**Given exercise**
Print the rows below verbatim, starting at the line that contains "# test: pointer marks the leafy" and ending with the final line of the rows.

(Object location annotation data)

::::

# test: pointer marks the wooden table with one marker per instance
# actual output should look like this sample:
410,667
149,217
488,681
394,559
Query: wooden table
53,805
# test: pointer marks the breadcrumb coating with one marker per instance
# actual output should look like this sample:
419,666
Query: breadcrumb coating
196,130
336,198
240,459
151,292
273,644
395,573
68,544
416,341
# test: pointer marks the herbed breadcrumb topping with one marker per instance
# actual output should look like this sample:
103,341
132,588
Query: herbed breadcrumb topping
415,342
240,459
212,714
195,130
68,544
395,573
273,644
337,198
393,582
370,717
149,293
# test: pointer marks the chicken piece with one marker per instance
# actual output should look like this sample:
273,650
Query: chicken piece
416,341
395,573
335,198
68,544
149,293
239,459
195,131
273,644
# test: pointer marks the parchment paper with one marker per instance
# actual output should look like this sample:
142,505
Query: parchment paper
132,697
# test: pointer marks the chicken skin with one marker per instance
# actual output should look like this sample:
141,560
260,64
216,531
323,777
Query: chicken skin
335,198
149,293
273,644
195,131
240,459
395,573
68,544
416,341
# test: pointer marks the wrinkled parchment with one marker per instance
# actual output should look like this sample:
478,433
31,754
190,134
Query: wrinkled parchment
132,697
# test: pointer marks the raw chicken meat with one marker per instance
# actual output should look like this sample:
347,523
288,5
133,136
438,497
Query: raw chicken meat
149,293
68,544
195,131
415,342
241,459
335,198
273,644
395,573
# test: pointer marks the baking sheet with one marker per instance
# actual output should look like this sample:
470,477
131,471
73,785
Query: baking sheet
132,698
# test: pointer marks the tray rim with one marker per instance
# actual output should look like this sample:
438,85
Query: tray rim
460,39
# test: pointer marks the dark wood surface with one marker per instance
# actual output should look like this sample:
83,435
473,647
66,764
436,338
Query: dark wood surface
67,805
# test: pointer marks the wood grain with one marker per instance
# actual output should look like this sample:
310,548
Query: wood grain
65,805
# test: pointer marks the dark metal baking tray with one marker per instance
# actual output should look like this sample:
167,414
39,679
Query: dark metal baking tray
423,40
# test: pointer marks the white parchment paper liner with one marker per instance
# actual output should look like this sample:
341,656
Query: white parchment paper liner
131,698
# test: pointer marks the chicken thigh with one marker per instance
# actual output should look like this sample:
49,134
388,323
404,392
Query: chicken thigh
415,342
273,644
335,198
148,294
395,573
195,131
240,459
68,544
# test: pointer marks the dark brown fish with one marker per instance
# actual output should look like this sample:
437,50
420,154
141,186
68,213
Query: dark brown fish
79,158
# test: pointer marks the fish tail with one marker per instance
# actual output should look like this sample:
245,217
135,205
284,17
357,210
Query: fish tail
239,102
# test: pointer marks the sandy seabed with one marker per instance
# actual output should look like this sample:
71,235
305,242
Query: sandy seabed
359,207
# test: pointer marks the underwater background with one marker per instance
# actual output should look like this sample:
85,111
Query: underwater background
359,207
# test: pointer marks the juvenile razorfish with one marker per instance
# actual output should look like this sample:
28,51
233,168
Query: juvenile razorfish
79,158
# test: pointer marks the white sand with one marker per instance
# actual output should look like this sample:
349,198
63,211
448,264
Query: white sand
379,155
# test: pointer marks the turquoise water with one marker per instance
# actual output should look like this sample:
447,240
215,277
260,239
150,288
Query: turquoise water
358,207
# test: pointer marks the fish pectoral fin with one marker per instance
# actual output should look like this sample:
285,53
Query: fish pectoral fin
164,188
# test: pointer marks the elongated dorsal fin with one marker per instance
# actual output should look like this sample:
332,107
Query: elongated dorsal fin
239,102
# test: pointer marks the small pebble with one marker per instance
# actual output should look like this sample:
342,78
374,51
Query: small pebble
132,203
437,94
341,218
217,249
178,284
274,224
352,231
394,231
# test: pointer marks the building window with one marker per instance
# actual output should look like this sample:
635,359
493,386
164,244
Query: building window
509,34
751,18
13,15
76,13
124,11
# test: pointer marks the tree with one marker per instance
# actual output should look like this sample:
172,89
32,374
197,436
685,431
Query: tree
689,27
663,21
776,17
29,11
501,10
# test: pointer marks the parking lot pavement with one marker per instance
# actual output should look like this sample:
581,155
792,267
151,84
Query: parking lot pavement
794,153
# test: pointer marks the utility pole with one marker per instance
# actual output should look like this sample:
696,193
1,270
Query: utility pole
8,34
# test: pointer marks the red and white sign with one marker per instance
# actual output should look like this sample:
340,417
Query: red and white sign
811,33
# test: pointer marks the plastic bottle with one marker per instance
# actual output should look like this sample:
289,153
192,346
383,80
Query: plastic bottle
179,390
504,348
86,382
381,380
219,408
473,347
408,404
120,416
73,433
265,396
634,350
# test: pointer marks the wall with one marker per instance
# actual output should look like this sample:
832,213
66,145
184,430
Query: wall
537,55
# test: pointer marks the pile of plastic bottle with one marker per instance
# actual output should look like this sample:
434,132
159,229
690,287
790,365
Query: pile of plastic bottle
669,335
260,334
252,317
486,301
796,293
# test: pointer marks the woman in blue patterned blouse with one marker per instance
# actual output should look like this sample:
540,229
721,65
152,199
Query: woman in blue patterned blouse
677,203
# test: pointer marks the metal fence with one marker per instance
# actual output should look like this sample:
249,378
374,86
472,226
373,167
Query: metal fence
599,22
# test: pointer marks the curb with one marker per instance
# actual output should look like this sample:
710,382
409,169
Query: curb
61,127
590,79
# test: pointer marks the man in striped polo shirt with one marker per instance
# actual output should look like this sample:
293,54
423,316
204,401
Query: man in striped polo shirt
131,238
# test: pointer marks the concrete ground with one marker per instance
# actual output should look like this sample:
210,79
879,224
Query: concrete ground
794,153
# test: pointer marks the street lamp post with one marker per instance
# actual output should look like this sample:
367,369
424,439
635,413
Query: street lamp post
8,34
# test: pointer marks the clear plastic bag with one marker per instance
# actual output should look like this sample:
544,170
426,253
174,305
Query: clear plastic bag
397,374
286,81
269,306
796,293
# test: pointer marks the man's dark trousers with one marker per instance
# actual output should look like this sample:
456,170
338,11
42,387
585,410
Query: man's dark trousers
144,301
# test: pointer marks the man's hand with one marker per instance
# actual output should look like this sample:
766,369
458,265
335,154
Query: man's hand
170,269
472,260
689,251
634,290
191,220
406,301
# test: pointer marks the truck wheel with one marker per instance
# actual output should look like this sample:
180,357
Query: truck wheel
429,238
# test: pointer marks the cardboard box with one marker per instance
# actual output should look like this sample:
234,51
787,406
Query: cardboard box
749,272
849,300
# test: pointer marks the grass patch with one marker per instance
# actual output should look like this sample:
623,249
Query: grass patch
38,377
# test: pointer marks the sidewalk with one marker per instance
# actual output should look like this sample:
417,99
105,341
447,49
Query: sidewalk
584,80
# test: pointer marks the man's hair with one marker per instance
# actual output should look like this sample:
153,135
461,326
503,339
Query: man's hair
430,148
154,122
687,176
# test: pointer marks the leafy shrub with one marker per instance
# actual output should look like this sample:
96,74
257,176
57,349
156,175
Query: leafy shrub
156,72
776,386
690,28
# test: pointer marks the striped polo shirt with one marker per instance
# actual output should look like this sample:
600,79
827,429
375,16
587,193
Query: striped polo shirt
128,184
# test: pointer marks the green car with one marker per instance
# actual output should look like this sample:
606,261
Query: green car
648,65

::::

**Final result**
# test: pointer marks the leafy shrub with one marker per instance
# actual output should look like this sample:
96,74
257,176
57,349
156,175
Query: leafy shrub
156,72
776,386
690,28
# test: pointer marks the striped polo shirt with one marker per instance
# actual output should look like this sample:
600,79
827,429
375,16
587,193
Query: striped polo shirt
128,184
# test: pointer marks the green car with one marker per instance
# actual output should look like this sample:
606,261
Query: green car
648,65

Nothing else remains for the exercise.